(RECORDS FOR THIS EXERCISE Opens)

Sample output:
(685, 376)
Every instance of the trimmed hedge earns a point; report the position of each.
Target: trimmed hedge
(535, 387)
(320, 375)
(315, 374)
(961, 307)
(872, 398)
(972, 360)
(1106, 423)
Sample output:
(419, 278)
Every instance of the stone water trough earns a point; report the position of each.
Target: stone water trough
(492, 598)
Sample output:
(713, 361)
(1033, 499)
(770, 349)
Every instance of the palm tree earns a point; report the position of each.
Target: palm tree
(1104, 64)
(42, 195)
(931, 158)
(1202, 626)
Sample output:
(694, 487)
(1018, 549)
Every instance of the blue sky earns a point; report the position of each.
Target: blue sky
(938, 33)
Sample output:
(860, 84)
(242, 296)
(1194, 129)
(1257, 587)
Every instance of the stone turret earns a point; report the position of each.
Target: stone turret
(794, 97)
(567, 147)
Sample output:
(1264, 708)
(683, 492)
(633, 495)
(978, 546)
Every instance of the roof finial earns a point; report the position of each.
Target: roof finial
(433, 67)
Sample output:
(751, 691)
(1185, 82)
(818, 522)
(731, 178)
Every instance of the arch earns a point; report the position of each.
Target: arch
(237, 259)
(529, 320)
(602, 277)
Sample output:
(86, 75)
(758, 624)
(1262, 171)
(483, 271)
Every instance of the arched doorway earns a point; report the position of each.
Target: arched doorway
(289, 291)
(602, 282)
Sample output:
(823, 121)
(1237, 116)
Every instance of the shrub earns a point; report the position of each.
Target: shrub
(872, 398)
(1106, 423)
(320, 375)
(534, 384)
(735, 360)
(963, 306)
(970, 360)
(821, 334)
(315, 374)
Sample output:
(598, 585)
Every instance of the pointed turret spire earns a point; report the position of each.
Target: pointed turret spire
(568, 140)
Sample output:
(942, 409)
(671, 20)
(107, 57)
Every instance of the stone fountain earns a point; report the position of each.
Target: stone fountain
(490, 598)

(RECORDS FOR THIS EXERCISE Closes)

=== YOUR GOAL ===
Work out how many lines of the data above hold the word "earns", and write only the count.

=== PROBLEM SOLUTION ===
11